*ASSIGNMENT*
Go through the entries below. Copy out every line that contains "football".

[Records from a dataset]
BEGIN

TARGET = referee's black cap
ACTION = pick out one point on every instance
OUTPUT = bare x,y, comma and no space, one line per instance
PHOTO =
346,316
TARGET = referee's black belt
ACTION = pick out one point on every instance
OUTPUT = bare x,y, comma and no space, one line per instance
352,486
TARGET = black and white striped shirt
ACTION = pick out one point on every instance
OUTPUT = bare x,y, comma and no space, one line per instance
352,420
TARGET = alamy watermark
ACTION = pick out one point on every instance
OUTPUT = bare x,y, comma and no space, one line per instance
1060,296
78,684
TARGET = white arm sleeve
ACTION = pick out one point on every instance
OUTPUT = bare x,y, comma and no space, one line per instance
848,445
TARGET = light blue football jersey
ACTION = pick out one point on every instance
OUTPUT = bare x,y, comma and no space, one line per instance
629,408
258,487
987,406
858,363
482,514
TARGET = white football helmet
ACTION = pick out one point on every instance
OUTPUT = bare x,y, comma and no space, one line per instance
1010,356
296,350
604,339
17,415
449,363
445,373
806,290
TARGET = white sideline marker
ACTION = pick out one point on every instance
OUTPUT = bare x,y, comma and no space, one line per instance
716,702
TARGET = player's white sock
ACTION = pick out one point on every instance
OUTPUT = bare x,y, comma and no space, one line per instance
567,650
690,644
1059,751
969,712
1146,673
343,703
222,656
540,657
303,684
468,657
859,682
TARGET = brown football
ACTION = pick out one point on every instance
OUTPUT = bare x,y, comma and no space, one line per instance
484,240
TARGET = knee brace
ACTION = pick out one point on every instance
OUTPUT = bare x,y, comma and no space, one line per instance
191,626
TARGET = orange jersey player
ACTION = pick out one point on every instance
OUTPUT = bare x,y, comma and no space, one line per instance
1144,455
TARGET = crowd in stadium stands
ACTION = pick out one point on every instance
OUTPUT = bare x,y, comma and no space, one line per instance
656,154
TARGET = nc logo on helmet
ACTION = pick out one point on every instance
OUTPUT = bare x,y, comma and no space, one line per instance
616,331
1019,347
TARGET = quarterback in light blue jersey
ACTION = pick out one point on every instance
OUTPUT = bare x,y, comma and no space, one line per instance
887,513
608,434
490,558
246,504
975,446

END

*SOLUTION BELOW*
TARGET = light blue football jersey
TARGET = white football helmet
TARGET = brown football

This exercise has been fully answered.